(CE QU'ON DEMANDE):
1/ D'après l'extrait sur la crise du capitalisme, entre quelles trois options la situation force-t-elle les travailleurs à choisir ?
2/ Recopiez mot pour mot le passage de l'extrait sur la crise du capitalisme qui commence aux mots « Communiste toujours » et s'arrête après « le va-tout révolutionnaire. ».

(EXTRAIT CHOISI):
Le Front de Gauche est une nébuleuse réformiste. Une organisation qui évoque des changements radicaux mais qui entrave la construction du rapport de force nécessaire à les imposer dès que les intérêts de sa bureaucratie sont en jeu.

 

Les organisations révolutionnaires restent (sans surprise) totalement minoritaires en dehors d’une période pré révolutionnaire mais elles devraient fédérer un bien plus grand nombre de ces militants radicaux qui existent dans le mouvement syndical et associatif dans le cadre d’une organisation ou d’un front d’organisations. Car nous devons reconstruire sur le dégoût bien réel des désillusions. Je pense d’ailleurs que les tentatives de « nouveaux partis » sur les ruines du marxisme autoritaire après l’effondrement des pays de l’Est étaient non pas enfin du neuf dans le paysage mais au contraire la queue de la comète des efforts des travailleurs au long du vingtième siècle pour construire leurs outils de défense et d’émancipation. Il est temps de reprendre à zéro les débats et les erreurs depuis le dix neuvième siècle !

 

Communiste toujours

 

Nous vivons une crise historique du capitalisme qui va redistribuer pour quelques décennies les richesses et le pouvoir entre bourgeoisies montantes et bourgeoisies perdantes. Avec des conséquences énormes pour les travailleurs qui paieront la facture.

 

Cette situation est en soi politisante (donc clivante) forçant les travailleurs à choisir entre une fausse sécurité fascisante, un moindre mal réformiste et le va-tout révolutionnaire.

 

Pour pousser dans le bon sens le choix des travailleurs et de la jeunesse, une organisation reste nécessaire, reliant les militants investis dans le syndicalisme et dans les associations combattantes. Nul besoin d’un état-major autoproclamé qui surgira de la démocratie directe quand les évènements s’accélèreront. Mais pertinence d’un réseau pratique constitué de militants investis dans tous les secteurs.

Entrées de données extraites
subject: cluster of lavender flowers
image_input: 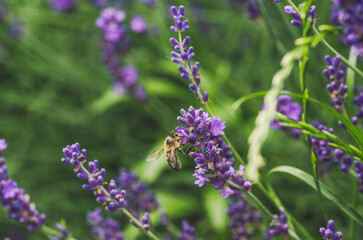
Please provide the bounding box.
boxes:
[48,0,77,13]
[62,143,158,231]
[96,7,147,100]
[323,55,363,127]
[311,121,352,174]
[62,143,127,212]
[0,139,45,230]
[87,208,124,240]
[170,6,209,104]
[227,197,262,240]
[282,3,316,27]
[116,169,159,218]
[263,208,289,240]
[50,222,71,240]
[331,0,363,57]
[0,1,24,39]
[229,0,261,19]
[319,220,342,240]
[175,106,251,198]
[270,95,301,138]
[354,161,363,194]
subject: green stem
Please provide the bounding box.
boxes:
[288,0,363,77]
[178,31,204,103]
[346,47,357,119]
[40,225,77,240]
[81,164,159,240]
[349,178,358,240]
[313,26,363,77]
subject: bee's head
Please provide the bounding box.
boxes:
[169,131,179,138]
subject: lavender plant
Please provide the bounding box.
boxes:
[0,0,363,240]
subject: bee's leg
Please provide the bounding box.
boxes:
[179,146,194,155]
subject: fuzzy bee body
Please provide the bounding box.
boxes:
[146,131,183,171]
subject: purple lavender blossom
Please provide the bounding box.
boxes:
[264,208,289,239]
[130,15,147,33]
[227,197,262,240]
[87,208,124,240]
[48,0,77,13]
[354,161,363,194]
[8,18,24,39]
[0,179,45,230]
[331,0,363,57]
[141,213,150,231]
[50,222,71,240]
[0,139,45,230]
[116,169,159,218]
[0,1,9,23]
[319,220,342,240]
[120,65,139,87]
[141,0,156,8]
[62,143,127,212]
[96,7,126,42]
[284,4,315,27]
[178,221,195,240]
[272,95,301,138]
[91,0,108,7]
[175,106,251,198]
[311,121,352,174]
[169,6,209,104]
[0,139,8,156]
[352,91,363,123]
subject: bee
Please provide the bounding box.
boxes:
[146,131,189,171]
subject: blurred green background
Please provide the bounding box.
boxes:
[0,0,363,239]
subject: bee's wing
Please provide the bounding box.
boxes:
[166,148,181,171]
[146,145,164,162]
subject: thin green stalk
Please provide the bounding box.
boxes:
[178,31,203,103]
[313,26,363,77]
[309,151,329,222]
[288,0,363,77]
[40,225,77,240]
[349,178,358,240]
[346,47,357,119]
[81,164,160,240]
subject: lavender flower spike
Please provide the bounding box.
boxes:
[284,4,315,27]
[0,139,45,230]
[179,221,195,240]
[264,208,289,239]
[62,143,127,212]
[87,208,124,240]
[116,169,159,218]
[175,106,251,198]
[170,6,209,104]
[331,0,363,57]
[227,197,262,240]
[319,220,342,240]
[354,161,363,194]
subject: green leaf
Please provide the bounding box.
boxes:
[203,188,227,233]
[268,166,363,226]
[232,91,363,148]
[347,47,357,117]
[156,189,199,218]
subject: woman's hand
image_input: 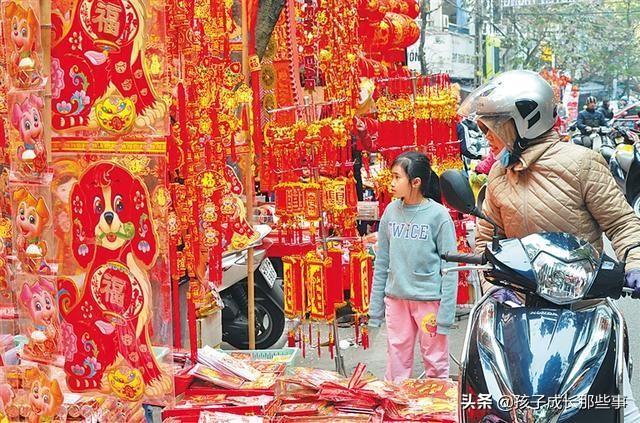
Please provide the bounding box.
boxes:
[624,269,640,298]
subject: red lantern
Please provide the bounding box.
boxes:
[349,247,373,314]
[304,251,335,321]
[282,256,307,319]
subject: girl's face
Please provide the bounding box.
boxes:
[478,121,505,156]
[391,165,420,199]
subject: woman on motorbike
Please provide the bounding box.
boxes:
[459,71,640,422]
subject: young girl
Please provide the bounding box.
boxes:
[369,152,458,382]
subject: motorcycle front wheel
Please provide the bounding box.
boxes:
[223,280,285,350]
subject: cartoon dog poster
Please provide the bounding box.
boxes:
[58,160,173,400]
[51,0,168,135]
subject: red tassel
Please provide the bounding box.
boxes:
[329,328,336,360]
[362,326,369,350]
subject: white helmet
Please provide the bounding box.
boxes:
[458,70,556,140]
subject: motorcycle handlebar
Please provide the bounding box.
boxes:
[440,253,487,264]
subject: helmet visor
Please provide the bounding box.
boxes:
[458,79,498,119]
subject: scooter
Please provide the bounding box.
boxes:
[441,170,640,423]
[181,225,285,349]
[572,126,612,153]
[609,138,640,217]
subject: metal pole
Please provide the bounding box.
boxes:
[474,0,484,86]
[242,0,256,350]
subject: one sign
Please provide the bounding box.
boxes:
[500,0,576,7]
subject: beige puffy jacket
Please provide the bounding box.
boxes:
[476,131,640,288]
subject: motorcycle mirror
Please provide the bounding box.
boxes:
[440,170,484,218]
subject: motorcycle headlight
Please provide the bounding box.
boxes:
[478,300,513,401]
[533,252,596,304]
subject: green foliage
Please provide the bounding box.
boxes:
[468,0,640,89]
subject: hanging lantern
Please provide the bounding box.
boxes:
[349,246,373,314]
[282,256,307,319]
[327,244,344,307]
[304,251,335,321]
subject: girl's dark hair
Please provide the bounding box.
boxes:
[391,151,442,203]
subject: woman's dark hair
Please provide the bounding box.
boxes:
[391,151,442,203]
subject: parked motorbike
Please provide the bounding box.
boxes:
[181,225,285,349]
[609,142,640,217]
[441,171,635,423]
[572,126,612,152]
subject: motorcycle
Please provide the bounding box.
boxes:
[181,225,285,349]
[441,170,640,423]
[609,140,640,217]
[571,126,612,152]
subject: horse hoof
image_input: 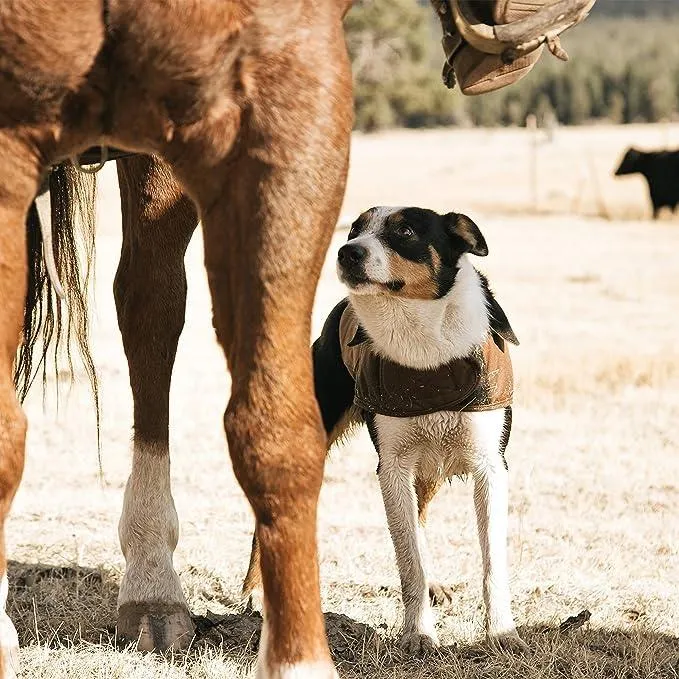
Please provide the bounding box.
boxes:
[118,601,195,652]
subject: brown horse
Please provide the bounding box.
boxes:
[0,0,352,677]
[0,0,593,677]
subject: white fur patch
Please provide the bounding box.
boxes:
[0,573,19,679]
[349,255,489,369]
[337,207,403,286]
[118,443,186,607]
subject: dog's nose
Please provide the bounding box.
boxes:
[337,243,368,267]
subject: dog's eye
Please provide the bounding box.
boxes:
[396,224,415,238]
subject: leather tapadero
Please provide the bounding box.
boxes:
[339,305,514,417]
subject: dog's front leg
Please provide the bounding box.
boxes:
[470,410,527,650]
[378,438,438,655]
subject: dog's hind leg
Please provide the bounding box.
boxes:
[114,156,198,650]
[415,476,453,606]
[467,409,526,650]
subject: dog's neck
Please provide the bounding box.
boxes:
[349,256,489,369]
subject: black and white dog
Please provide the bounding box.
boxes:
[313,207,525,653]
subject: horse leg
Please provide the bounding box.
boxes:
[169,41,351,679]
[0,131,40,679]
[114,156,198,650]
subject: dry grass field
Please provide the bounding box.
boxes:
[7,126,679,679]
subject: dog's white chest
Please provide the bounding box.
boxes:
[375,411,476,478]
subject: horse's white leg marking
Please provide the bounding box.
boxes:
[255,603,337,679]
[118,442,193,650]
[0,573,19,679]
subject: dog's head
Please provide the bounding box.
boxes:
[337,207,488,299]
[615,147,644,177]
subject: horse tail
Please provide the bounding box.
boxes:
[14,163,100,438]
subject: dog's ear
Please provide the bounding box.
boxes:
[443,212,488,257]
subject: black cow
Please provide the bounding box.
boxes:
[615,147,679,219]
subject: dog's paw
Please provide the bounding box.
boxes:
[398,632,439,657]
[429,582,453,606]
[488,629,530,653]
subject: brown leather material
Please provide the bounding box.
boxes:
[339,306,514,417]
[453,43,543,95]
[433,0,572,96]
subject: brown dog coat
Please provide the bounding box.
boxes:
[339,305,514,417]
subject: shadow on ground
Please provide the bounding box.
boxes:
[8,562,679,679]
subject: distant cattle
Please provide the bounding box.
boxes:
[615,148,679,219]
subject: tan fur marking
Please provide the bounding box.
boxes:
[388,252,438,299]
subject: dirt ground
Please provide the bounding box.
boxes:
[6,125,679,679]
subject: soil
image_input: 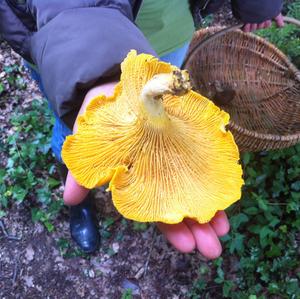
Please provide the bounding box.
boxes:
[0,2,232,299]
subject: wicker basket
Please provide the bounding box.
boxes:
[184,18,300,151]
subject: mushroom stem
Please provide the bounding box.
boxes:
[141,69,191,118]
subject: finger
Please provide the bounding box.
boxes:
[210,211,230,237]
[243,23,251,32]
[265,20,272,28]
[274,13,284,27]
[257,22,266,29]
[184,219,222,259]
[250,24,257,32]
[156,222,196,253]
[64,171,90,206]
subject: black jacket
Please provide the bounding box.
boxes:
[0,0,282,127]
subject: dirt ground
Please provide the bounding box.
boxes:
[0,3,237,299]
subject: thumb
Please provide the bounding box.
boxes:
[64,171,90,206]
[274,13,284,27]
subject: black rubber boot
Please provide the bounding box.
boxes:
[58,163,100,253]
[70,196,100,253]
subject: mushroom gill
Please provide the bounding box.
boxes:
[62,51,243,223]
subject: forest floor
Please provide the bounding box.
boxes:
[0,4,239,299]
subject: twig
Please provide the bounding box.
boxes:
[0,220,21,241]
[12,256,20,286]
[134,227,156,280]
[143,227,156,276]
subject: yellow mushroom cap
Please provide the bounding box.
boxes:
[62,51,243,223]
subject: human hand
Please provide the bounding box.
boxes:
[63,82,117,206]
[243,13,284,32]
[157,211,230,259]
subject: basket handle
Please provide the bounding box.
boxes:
[181,16,300,69]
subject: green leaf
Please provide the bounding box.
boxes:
[0,210,6,219]
[230,213,249,230]
[223,280,234,298]
[12,186,28,201]
[0,82,5,94]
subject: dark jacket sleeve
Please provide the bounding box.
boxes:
[0,0,32,61]
[231,0,283,23]
[31,7,155,127]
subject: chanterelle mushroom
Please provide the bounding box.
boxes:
[62,51,243,223]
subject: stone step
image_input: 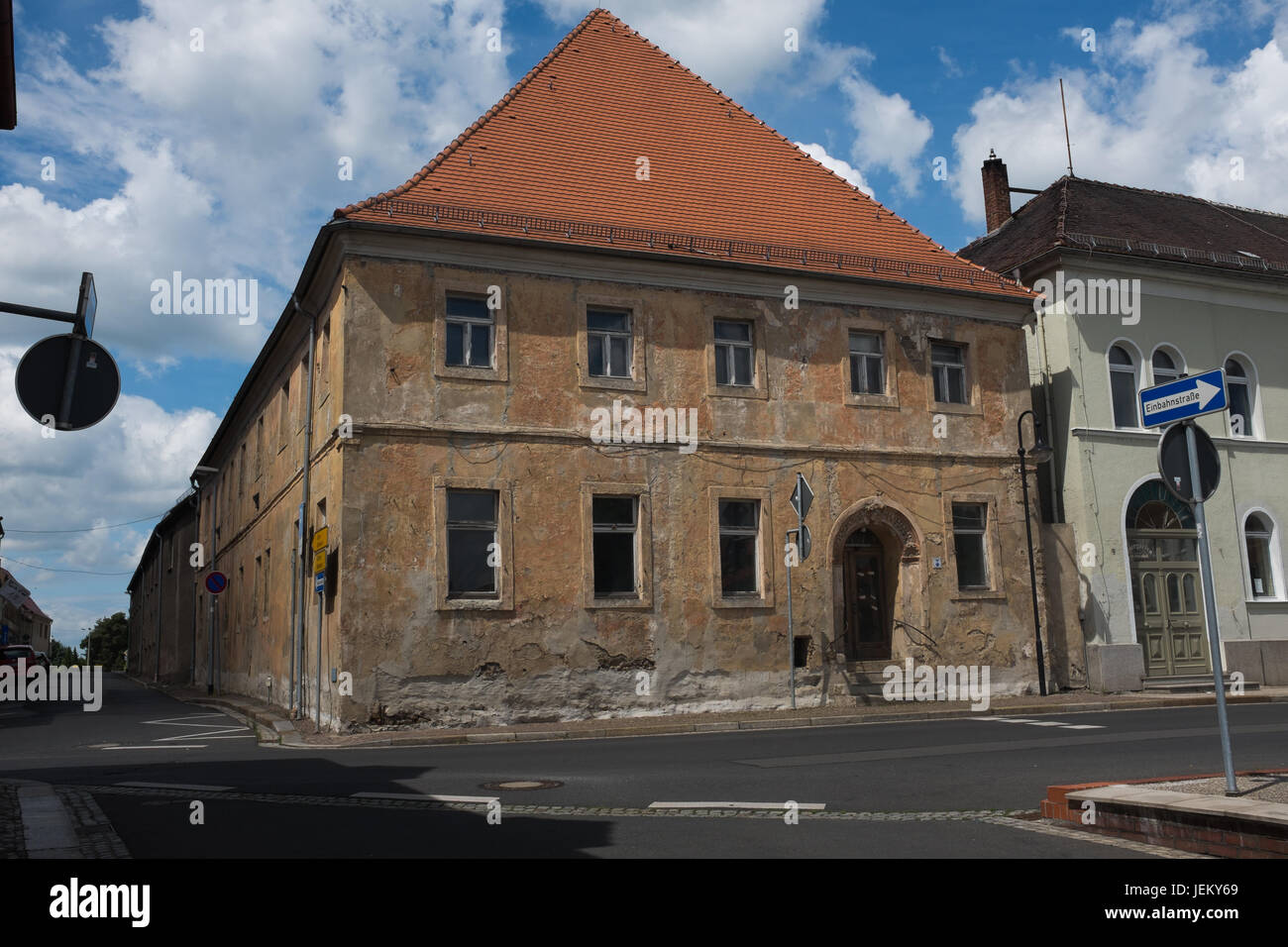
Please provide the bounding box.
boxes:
[1143,674,1261,693]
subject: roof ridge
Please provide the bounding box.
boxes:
[331,7,607,218]
[1076,177,1288,223]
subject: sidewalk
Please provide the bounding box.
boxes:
[132,678,1288,747]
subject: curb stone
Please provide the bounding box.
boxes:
[130,678,1288,750]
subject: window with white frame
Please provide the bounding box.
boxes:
[445,292,493,368]
[1243,513,1276,598]
[850,331,885,394]
[590,496,639,598]
[953,502,988,588]
[1225,359,1254,437]
[930,342,969,404]
[715,320,756,388]
[1109,346,1140,428]
[587,308,634,377]
[447,489,498,598]
[720,500,760,598]
[1150,349,1181,385]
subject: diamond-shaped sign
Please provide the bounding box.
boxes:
[793,474,814,523]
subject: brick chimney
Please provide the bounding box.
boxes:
[980,149,1012,233]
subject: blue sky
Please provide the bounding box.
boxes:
[0,0,1288,642]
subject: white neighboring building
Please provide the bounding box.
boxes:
[960,156,1288,690]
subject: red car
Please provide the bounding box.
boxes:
[0,644,43,677]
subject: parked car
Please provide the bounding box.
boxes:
[0,644,48,677]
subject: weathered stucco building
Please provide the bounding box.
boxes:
[128,10,1056,728]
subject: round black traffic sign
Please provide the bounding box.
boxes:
[14,334,121,430]
[1158,423,1221,504]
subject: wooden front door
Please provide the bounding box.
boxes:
[842,530,890,661]
[1129,533,1212,678]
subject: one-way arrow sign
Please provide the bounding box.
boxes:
[1140,368,1228,428]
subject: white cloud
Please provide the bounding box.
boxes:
[0,346,219,649]
[0,0,510,362]
[541,0,834,98]
[952,8,1288,224]
[935,47,962,78]
[841,74,934,194]
[793,142,873,197]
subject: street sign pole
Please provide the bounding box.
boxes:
[1185,421,1239,796]
[787,530,800,710]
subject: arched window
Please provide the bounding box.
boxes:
[1150,348,1181,385]
[1225,359,1256,437]
[1243,513,1275,598]
[1109,346,1140,428]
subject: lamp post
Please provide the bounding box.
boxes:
[1015,410,1052,697]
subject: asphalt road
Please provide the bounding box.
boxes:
[0,676,1288,858]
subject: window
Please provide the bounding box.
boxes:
[715,320,755,388]
[446,294,492,368]
[447,489,497,598]
[277,378,291,450]
[255,416,265,479]
[591,496,639,598]
[850,333,885,394]
[1225,359,1252,437]
[1150,349,1181,385]
[1243,513,1275,598]
[587,308,634,377]
[953,502,988,588]
[720,500,760,598]
[1109,346,1140,428]
[930,342,967,404]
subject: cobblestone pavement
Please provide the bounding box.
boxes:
[78,786,1185,858]
[0,783,27,858]
[54,786,130,858]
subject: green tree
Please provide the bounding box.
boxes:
[80,612,130,672]
[49,639,80,668]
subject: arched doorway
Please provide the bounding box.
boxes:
[1126,480,1212,678]
[828,497,924,661]
[841,527,894,661]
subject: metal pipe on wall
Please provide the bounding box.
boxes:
[291,300,322,716]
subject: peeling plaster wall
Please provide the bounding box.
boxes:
[324,258,1040,725]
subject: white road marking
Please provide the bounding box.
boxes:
[982,716,1105,730]
[100,743,206,750]
[648,802,827,811]
[351,792,501,804]
[116,783,233,792]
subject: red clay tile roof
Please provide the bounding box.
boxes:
[958,175,1288,275]
[335,10,1030,299]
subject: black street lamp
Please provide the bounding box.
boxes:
[1015,411,1053,697]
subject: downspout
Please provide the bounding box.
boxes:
[291,292,322,729]
[1038,292,1064,523]
[152,536,164,682]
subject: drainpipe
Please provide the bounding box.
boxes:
[1037,284,1068,523]
[152,536,164,682]
[291,300,322,729]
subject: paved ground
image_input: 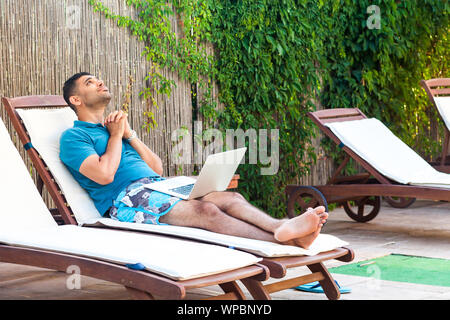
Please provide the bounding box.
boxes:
[0,201,450,300]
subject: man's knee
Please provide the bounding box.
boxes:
[196,201,221,219]
[228,191,247,201]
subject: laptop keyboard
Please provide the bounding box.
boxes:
[169,184,194,196]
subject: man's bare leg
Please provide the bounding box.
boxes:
[200,192,328,247]
[159,200,277,242]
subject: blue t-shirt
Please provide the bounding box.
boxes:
[59,120,159,215]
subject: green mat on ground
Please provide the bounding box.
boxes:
[329,254,450,287]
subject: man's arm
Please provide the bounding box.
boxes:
[126,138,164,176]
[122,114,164,176]
[79,113,125,185]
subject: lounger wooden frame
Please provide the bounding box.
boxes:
[420,78,450,173]
[286,108,450,222]
[2,96,354,300]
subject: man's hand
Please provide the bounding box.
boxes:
[105,110,125,138]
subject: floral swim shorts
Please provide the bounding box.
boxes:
[109,177,181,224]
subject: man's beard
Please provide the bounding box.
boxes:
[85,95,111,109]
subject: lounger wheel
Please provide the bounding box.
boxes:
[383,197,416,208]
[287,186,328,218]
[343,196,381,222]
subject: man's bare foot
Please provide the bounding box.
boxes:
[293,224,322,249]
[274,206,328,242]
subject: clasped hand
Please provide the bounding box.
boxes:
[104,110,131,139]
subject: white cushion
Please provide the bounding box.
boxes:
[0,224,261,280]
[0,118,56,228]
[434,97,450,130]
[325,118,450,189]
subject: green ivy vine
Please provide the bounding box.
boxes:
[89,0,450,217]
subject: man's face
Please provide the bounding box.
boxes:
[75,75,111,107]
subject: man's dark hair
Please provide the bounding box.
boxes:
[63,72,91,112]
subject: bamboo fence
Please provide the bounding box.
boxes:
[0,0,333,211]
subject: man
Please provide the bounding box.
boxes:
[60,72,328,248]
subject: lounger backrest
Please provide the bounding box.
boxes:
[420,78,450,131]
[0,118,56,229]
[16,107,101,224]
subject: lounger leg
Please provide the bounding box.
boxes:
[241,279,271,300]
[441,131,450,167]
[220,281,247,300]
[308,262,341,300]
[125,286,155,300]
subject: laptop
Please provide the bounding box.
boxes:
[144,147,247,200]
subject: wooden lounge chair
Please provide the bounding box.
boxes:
[0,115,268,299]
[2,96,354,299]
[286,108,450,222]
[420,78,450,173]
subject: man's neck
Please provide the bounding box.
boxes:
[77,108,105,124]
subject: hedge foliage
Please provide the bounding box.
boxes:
[207,0,449,216]
[90,0,449,216]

(RÉPONSES UNE À UNE):
1/ Entre une fausse sécurité fascisante, un moindre mal réformiste et le va-tout révolutionnaire.

2/
Communiste toujours

 

Nous vivons une crise historique du capitalisme qui va redistribuer pour quelques décennies les richesses et le pouvoir entre bourgeoisies montantes et bourgeoisies perdantes. Avec des conséquences énormes pour les travailleurs qui paieront la facture.

 

Cette situation est en soi politisante (donc clivante) forçant les travailleurs à choisir entre une fausse sécurité fascisante, un moindre mal réformiste et le va-tout révolutionnaire.